_Perguntas_:
• A. No excerto do documento, qual é o prazo de prescrição de uma dívida de telecomunicações apresentado como exemplo?
• B. Reproduza, sem alterações, o trecho do excerto do documento que vai de "8. É possível" até "19 de Março?".

**** Excerto do documento ****

7. O que sucede aos prazos de prescrição/caducidade que terminam durante o período determinado pela autoridade nacional de saúde pública para aplicação de medidas excepcionais de prevenção, contenção, mitigação e tratamento da COVID-19?
Todos os prazos de prescrição de dívidas ou caducidade de direitos encontram-se, igualmente, suspensos. Por exemplo, estando em causa o prazo de três anos para intentar uma acção judicial de responsabilidade civil ou o prazo de seis meses de prescrição de uma dívida de telecomunicações, a sua contabilização não é efectuada durante o período determinado pela autoridade nacional de saúde pública para aplicação de medidas excepcionais de prevenção, contenção, mitigação e tratamento da COVID-19.

 

8. É possível denunciar contratos de arrendamento, realizar acções de despejo ou reaver a coisa imóvel arrendada, durante o período de vigência da Lei nº 1-A/2020, de 19 de Março?
Não. Nos termos da já identificada lei, «são suspensas as acções de despejo, os procedimentos especiais de despejo e os processos para entrega de coisa imóvel arrendada, quando o arrendatário, por força da decisão judicial final a proferir, possa ser colocado em situação de fragilidade por falta de habitação própria.»

**** Linhas apresentadas ****

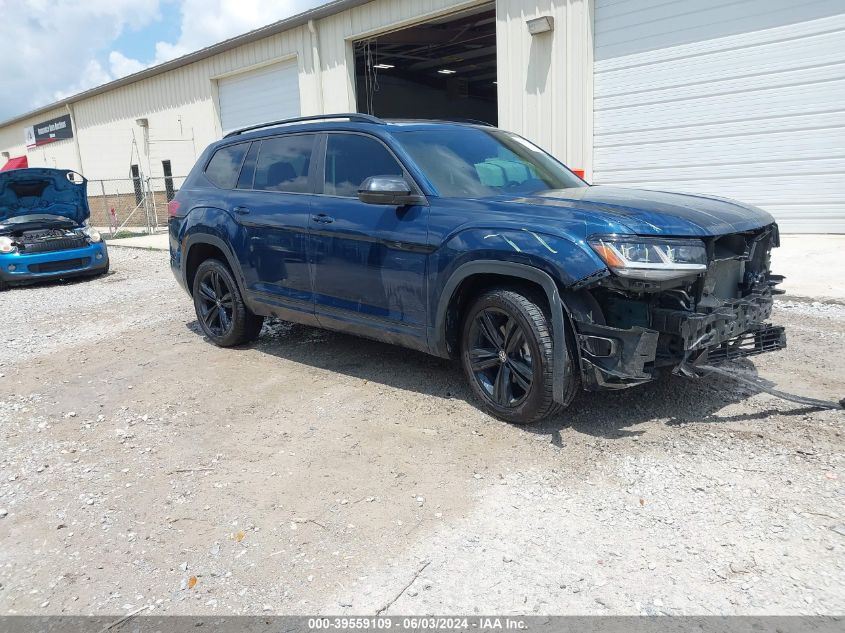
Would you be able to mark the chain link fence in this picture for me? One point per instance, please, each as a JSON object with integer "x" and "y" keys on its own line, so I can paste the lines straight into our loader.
{"x": 132, "y": 204}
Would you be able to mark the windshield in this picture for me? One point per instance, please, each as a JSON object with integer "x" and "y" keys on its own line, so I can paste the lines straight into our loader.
{"x": 473, "y": 162}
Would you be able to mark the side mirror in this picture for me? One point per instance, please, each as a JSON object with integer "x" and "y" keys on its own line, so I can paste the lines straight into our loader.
{"x": 392, "y": 190}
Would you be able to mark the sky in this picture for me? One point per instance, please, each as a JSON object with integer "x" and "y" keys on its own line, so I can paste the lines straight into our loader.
{"x": 53, "y": 49}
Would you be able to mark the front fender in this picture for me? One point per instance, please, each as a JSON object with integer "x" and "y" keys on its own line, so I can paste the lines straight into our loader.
{"x": 567, "y": 260}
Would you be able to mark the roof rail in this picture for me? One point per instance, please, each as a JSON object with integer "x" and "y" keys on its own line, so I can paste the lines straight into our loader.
{"x": 352, "y": 116}
{"x": 472, "y": 121}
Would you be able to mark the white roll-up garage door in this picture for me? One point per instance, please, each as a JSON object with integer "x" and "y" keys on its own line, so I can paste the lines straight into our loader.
{"x": 743, "y": 99}
{"x": 257, "y": 96}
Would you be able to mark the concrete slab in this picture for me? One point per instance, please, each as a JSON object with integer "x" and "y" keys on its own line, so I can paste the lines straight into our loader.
{"x": 813, "y": 264}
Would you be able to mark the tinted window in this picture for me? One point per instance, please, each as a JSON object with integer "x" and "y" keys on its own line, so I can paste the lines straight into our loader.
{"x": 248, "y": 169}
{"x": 351, "y": 158}
{"x": 472, "y": 162}
{"x": 224, "y": 166}
{"x": 283, "y": 163}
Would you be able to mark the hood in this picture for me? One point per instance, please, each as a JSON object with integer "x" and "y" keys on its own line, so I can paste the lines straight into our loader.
{"x": 657, "y": 212}
{"x": 42, "y": 191}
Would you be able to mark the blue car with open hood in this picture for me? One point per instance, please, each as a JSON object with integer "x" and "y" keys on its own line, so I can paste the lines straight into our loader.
{"x": 469, "y": 242}
{"x": 44, "y": 231}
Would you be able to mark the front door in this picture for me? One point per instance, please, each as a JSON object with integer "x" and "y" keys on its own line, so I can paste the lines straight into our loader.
{"x": 369, "y": 261}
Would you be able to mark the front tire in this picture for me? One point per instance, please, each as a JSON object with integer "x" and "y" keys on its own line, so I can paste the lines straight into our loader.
{"x": 507, "y": 356}
{"x": 221, "y": 311}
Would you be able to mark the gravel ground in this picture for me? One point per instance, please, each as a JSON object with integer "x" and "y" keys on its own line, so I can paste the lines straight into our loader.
{"x": 317, "y": 472}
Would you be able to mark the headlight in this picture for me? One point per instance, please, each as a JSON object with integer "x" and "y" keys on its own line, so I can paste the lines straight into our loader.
{"x": 651, "y": 258}
{"x": 92, "y": 234}
{"x": 7, "y": 245}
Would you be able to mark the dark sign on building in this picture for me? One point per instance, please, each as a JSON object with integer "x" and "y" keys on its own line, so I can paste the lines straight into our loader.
{"x": 57, "y": 129}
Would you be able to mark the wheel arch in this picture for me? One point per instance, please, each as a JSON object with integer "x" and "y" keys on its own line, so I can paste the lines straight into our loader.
{"x": 201, "y": 246}
{"x": 500, "y": 273}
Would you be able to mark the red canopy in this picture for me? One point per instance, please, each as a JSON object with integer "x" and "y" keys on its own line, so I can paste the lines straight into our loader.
{"x": 18, "y": 162}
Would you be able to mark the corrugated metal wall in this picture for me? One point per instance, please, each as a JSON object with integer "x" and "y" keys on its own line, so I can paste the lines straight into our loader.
{"x": 546, "y": 80}
{"x": 739, "y": 99}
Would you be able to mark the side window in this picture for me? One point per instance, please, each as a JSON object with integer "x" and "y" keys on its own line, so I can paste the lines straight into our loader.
{"x": 352, "y": 158}
{"x": 225, "y": 165}
{"x": 283, "y": 163}
{"x": 248, "y": 169}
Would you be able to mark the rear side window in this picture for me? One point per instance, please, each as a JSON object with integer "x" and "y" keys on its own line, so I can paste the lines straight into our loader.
{"x": 225, "y": 165}
{"x": 283, "y": 163}
{"x": 248, "y": 169}
{"x": 351, "y": 159}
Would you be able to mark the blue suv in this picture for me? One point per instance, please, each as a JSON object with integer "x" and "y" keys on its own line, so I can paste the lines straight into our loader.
{"x": 465, "y": 241}
{"x": 44, "y": 230}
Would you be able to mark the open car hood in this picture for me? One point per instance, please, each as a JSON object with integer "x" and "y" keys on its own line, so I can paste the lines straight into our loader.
{"x": 43, "y": 191}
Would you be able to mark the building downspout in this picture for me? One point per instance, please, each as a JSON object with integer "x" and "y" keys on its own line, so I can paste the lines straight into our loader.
{"x": 75, "y": 129}
{"x": 318, "y": 68}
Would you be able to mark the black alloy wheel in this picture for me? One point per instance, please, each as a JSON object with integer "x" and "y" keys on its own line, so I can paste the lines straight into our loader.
{"x": 500, "y": 357}
{"x": 507, "y": 353}
{"x": 215, "y": 303}
{"x": 221, "y": 311}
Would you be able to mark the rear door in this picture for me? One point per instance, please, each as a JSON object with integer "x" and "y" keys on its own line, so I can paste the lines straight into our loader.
{"x": 369, "y": 261}
{"x": 272, "y": 202}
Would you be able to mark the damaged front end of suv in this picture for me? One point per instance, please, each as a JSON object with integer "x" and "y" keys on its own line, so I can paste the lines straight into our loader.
{"x": 674, "y": 303}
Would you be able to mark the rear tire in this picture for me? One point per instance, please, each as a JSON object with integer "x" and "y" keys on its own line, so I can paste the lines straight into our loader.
{"x": 221, "y": 311}
{"x": 507, "y": 356}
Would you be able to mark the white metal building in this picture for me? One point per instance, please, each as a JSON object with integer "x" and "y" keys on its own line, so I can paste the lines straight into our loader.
{"x": 738, "y": 98}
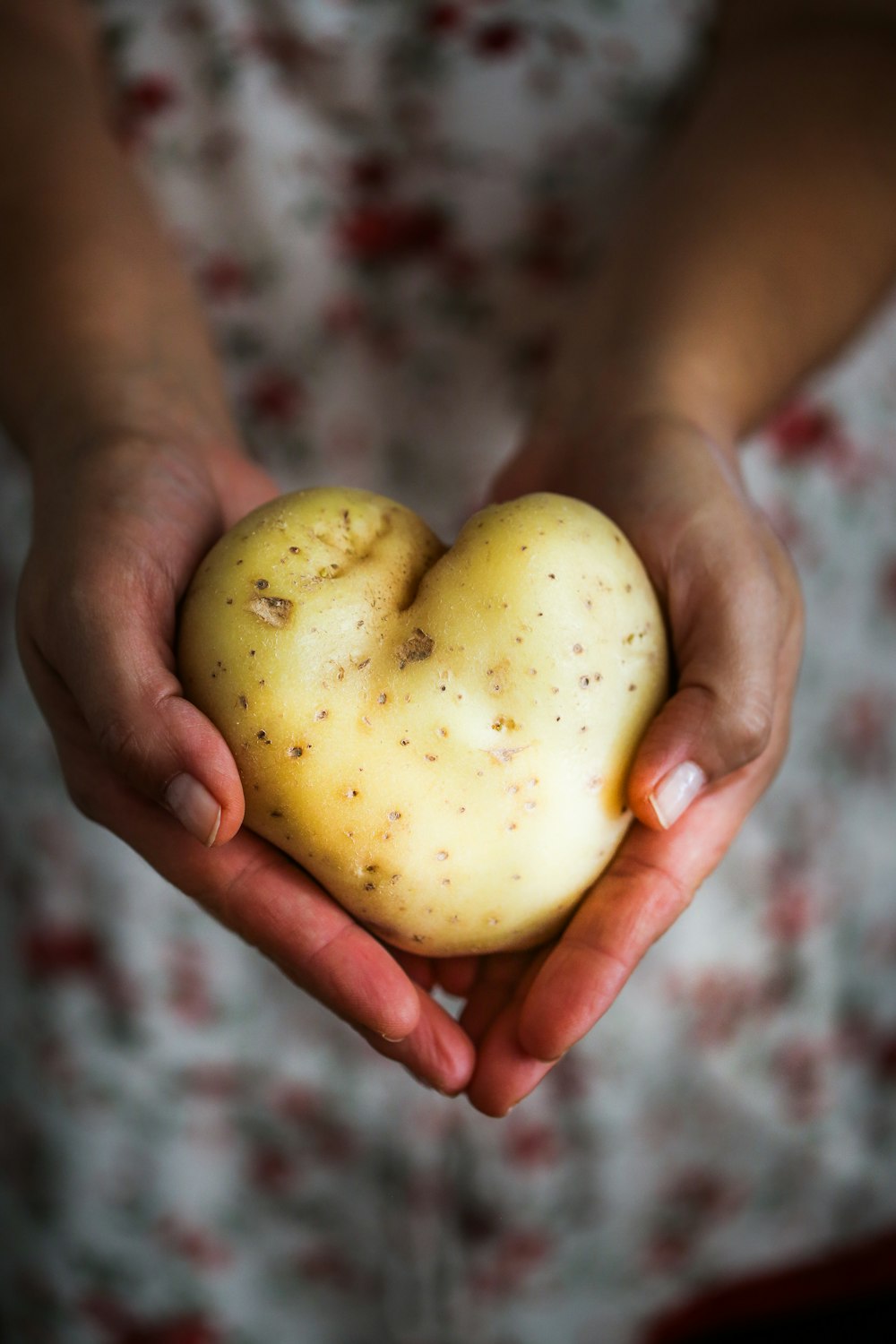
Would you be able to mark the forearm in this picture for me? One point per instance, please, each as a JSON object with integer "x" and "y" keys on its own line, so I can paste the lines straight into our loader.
{"x": 763, "y": 241}
{"x": 99, "y": 325}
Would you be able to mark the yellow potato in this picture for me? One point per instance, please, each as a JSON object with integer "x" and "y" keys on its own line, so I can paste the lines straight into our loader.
{"x": 441, "y": 738}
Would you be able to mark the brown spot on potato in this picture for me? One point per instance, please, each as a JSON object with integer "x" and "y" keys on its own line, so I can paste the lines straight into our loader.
{"x": 271, "y": 610}
{"x": 416, "y": 648}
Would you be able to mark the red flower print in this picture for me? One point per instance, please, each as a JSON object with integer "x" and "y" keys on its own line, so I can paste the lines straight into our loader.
{"x": 530, "y": 1144}
{"x": 120, "y": 1327}
{"x": 274, "y": 397}
{"x": 799, "y": 1067}
{"x": 497, "y": 39}
{"x": 148, "y": 96}
{"x": 194, "y": 1245}
{"x": 330, "y": 1265}
{"x": 188, "y": 992}
{"x": 225, "y": 277}
{"x": 516, "y": 1254}
{"x": 56, "y": 951}
{"x": 271, "y": 1169}
{"x": 444, "y": 18}
{"x": 371, "y": 172}
{"x": 460, "y": 266}
{"x": 888, "y": 583}
{"x": 863, "y": 731}
{"x": 343, "y": 314}
{"x": 383, "y": 234}
{"x": 546, "y": 252}
{"x": 793, "y": 909}
{"x": 802, "y": 432}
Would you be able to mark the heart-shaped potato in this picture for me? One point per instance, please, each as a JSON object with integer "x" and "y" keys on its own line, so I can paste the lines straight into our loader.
{"x": 441, "y": 738}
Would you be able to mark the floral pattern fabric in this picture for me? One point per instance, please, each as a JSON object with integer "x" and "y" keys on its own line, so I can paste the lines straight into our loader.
{"x": 386, "y": 207}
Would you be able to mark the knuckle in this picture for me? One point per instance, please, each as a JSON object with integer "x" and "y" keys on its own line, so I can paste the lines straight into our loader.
{"x": 748, "y": 728}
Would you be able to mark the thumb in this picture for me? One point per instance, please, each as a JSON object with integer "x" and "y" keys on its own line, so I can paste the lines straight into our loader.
{"x": 735, "y": 636}
{"x": 109, "y": 675}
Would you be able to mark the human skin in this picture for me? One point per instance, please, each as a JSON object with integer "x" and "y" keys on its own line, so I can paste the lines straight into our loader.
{"x": 724, "y": 285}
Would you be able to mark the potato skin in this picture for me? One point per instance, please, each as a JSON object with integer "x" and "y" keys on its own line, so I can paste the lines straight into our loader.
{"x": 441, "y": 738}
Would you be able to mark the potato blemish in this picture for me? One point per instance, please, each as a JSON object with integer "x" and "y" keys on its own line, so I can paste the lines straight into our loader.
{"x": 416, "y": 648}
{"x": 271, "y": 610}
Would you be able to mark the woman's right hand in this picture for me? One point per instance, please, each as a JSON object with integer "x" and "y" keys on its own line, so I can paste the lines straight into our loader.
{"x": 120, "y": 529}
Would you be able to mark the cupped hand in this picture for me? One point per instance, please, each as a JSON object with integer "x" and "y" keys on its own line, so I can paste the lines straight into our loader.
{"x": 120, "y": 529}
{"x": 734, "y": 612}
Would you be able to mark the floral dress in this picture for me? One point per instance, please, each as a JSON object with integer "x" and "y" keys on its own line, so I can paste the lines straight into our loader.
{"x": 387, "y": 204}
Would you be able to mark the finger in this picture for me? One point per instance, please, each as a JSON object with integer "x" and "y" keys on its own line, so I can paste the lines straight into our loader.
{"x": 495, "y": 984}
{"x": 254, "y": 890}
{"x": 113, "y": 660}
{"x": 642, "y": 892}
{"x": 732, "y": 625}
{"x": 437, "y": 1053}
{"x": 504, "y": 1073}
{"x": 457, "y": 975}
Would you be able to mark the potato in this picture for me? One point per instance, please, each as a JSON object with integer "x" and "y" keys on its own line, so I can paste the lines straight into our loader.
{"x": 441, "y": 737}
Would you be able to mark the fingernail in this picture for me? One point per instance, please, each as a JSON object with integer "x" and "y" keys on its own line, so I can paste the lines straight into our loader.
{"x": 677, "y": 792}
{"x": 194, "y": 806}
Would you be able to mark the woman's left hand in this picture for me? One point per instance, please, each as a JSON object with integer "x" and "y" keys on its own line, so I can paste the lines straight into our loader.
{"x": 734, "y": 613}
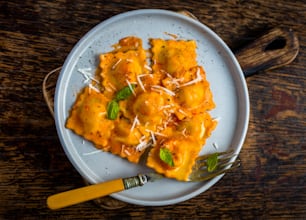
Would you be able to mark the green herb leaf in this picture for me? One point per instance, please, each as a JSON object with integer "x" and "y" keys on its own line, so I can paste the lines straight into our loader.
{"x": 166, "y": 156}
{"x": 112, "y": 110}
{"x": 212, "y": 162}
{"x": 124, "y": 93}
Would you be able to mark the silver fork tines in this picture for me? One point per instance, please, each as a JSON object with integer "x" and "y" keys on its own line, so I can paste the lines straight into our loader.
{"x": 225, "y": 163}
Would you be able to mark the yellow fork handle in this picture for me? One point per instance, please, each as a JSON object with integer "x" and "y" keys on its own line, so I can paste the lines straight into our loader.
{"x": 83, "y": 194}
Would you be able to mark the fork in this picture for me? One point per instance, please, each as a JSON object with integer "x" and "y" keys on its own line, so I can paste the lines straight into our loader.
{"x": 225, "y": 162}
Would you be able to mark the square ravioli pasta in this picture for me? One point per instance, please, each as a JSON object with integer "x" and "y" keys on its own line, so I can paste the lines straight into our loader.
{"x": 162, "y": 108}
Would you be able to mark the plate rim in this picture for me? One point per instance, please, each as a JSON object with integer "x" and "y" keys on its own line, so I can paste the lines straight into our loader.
{"x": 243, "y": 128}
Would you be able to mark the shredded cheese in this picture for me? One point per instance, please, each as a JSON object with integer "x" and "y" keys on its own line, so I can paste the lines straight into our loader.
{"x": 140, "y": 82}
{"x": 169, "y": 92}
{"x": 93, "y": 88}
{"x": 130, "y": 86}
{"x": 135, "y": 122}
{"x": 194, "y": 81}
{"x": 116, "y": 64}
{"x": 142, "y": 145}
{"x": 87, "y": 74}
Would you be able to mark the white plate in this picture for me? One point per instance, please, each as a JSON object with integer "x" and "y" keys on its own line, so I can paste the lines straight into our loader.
{"x": 223, "y": 72}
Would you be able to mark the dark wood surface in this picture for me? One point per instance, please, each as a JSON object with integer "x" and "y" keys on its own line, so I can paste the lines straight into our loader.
{"x": 36, "y": 37}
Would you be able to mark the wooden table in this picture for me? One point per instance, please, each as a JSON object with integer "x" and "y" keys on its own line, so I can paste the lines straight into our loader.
{"x": 36, "y": 37}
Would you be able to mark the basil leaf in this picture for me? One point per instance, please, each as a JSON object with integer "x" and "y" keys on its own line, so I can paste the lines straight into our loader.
{"x": 166, "y": 156}
{"x": 112, "y": 110}
{"x": 212, "y": 162}
{"x": 124, "y": 93}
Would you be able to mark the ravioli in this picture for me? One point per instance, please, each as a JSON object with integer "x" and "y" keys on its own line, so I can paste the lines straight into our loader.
{"x": 167, "y": 108}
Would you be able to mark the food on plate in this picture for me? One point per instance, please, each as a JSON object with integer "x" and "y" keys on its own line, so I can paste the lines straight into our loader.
{"x": 157, "y": 100}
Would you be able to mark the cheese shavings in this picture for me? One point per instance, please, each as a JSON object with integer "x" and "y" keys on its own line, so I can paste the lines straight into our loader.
{"x": 158, "y": 88}
{"x": 131, "y": 87}
{"x": 116, "y": 64}
{"x": 194, "y": 81}
{"x": 135, "y": 122}
{"x": 87, "y": 74}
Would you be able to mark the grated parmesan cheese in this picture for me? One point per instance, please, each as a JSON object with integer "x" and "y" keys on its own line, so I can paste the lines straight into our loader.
{"x": 87, "y": 74}
{"x": 116, "y": 64}
{"x": 130, "y": 86}
{"x": 194, "y": 81}
{"x": 135, "y": 122}
{"x": 169, "y": 92}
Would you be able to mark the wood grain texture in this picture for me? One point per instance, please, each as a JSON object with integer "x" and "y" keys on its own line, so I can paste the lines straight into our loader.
{"x": 36, "y": 37}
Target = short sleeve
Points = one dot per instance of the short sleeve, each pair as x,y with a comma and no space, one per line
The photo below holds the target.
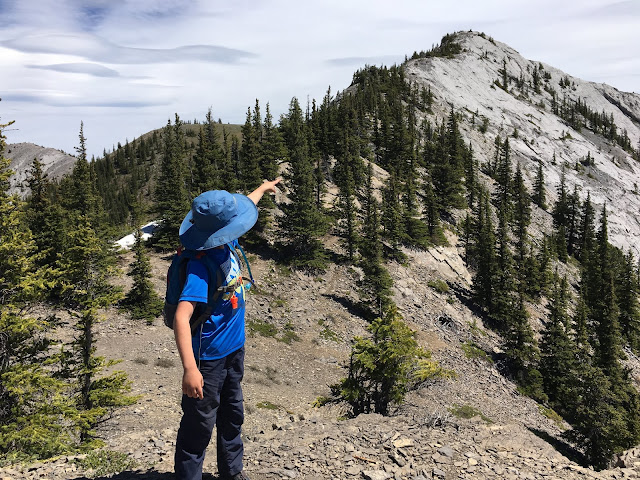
196,287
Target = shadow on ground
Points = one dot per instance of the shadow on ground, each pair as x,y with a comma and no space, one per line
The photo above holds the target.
561,446
150,475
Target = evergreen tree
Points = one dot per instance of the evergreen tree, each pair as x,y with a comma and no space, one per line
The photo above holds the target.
558,351
431,216
539,193
503,177
86,267
521,217
483,253
251,175
171,195
393,225
383,368
302,223
376,285
561,218
521,350
141,301
44,218
33,405
627,288
586,231
504,304
347,221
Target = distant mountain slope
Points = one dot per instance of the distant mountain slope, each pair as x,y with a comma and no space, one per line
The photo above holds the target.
470,82
55,162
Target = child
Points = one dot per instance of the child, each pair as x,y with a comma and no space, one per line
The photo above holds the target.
213,358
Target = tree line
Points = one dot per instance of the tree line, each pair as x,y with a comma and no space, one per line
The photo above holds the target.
430,176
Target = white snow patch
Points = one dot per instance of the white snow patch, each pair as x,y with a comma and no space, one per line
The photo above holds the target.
125,243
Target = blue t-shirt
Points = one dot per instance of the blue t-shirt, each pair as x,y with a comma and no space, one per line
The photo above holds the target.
223,332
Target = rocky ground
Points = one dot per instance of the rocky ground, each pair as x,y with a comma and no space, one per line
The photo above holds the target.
474,426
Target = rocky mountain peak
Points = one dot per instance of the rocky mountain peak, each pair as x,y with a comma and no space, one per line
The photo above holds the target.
528,111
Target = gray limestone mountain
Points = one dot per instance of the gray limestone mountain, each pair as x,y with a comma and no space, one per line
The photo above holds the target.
55,163
476,426
469,83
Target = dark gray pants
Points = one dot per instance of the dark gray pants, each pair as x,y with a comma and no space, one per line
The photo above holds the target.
221,407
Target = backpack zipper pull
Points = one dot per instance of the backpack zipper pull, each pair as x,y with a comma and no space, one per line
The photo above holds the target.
234,301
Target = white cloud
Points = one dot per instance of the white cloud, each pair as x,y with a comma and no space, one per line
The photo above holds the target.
125,66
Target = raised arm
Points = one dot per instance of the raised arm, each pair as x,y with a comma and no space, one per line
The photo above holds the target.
270,187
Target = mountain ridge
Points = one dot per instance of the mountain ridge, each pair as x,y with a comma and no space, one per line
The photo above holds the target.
466,82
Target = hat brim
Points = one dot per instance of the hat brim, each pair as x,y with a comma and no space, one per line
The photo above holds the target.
195,239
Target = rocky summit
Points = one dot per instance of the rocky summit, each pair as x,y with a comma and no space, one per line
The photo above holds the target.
474,425
467,83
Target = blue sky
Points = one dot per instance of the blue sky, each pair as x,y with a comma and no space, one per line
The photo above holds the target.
124,67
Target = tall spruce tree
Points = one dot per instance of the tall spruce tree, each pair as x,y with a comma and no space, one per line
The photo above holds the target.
539,192
627,288
483,253
34,407
558,351
141,300
171,194
302,223
376,284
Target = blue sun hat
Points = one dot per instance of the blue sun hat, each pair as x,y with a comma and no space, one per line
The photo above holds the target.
217,217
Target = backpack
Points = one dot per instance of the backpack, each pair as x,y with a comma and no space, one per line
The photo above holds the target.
177,276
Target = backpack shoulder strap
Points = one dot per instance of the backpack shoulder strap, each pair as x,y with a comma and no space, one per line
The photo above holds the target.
216,280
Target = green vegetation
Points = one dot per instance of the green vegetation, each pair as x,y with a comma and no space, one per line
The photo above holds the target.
262,327
102,463
288,334
327,334
383,368
472,351
267,405
55,253
439,285
552,415
467,412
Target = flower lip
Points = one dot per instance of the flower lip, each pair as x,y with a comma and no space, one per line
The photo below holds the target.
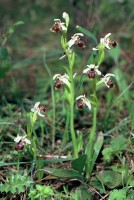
84,101
107,81
61,79
22,139
75,39
58,26
37,109
91,71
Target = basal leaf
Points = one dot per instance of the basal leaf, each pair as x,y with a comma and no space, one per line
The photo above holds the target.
3,53
79,163
64,173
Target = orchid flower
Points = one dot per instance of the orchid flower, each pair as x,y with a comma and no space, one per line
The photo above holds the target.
37,108
74,39
84,101
91,70
58,26
107,81
104,41
22,139
62,79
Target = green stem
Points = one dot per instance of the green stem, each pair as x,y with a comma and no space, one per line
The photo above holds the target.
53,102
90,145
73,135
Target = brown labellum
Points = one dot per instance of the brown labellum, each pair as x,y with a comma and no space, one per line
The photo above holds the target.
58,84
55,28
110,84
91,73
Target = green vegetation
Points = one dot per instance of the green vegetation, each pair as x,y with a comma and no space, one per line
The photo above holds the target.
66,100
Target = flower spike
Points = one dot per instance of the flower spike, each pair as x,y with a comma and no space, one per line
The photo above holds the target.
106,42
91,71
84,101
107,81
38,109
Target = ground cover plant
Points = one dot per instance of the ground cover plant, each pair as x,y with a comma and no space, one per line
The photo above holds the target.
77,141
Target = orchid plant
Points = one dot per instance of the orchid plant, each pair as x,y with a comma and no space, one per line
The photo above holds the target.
68,82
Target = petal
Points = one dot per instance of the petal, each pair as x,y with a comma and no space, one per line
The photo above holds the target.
63,28
27,141
57,20
85,70
107,36
17,139
108,75
74,75
92,66
94,49
107,45
80,97
78,34
36,105
88,104
98,72
102,40
62,57
65,81
71,42
41,115
56,76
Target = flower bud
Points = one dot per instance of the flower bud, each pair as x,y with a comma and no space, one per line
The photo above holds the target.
42,108
56,28
113,44
19,146
80,105
80,43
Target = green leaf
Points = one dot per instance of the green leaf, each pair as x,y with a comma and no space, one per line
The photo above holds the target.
79,163
97,184
15,184
3,53
97,148
88,33
64,173
101,54
118,195
115,53
109,178
81,192
119,143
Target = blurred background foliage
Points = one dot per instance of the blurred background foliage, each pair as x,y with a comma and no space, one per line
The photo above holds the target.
23,72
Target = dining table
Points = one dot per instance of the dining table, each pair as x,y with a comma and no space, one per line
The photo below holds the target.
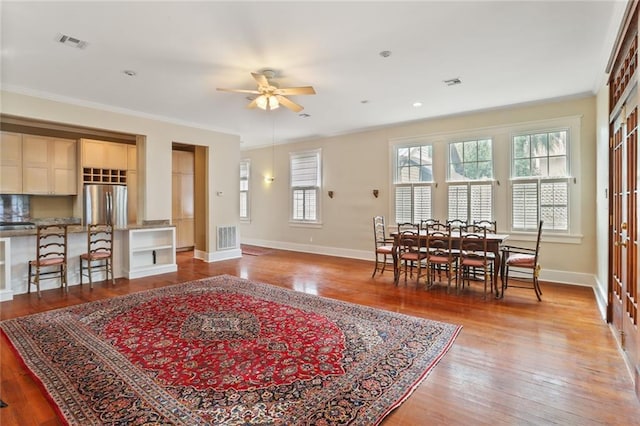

****

_Respostas_:
• A. Seis meses.

• B.
8. É possível denunciar contratos de arrendamento, realizar acções de despejo ou reaver a coisa imóvel arrendada, durante o período de vigência da Lei nº 1-A/2020, de 19 de Março?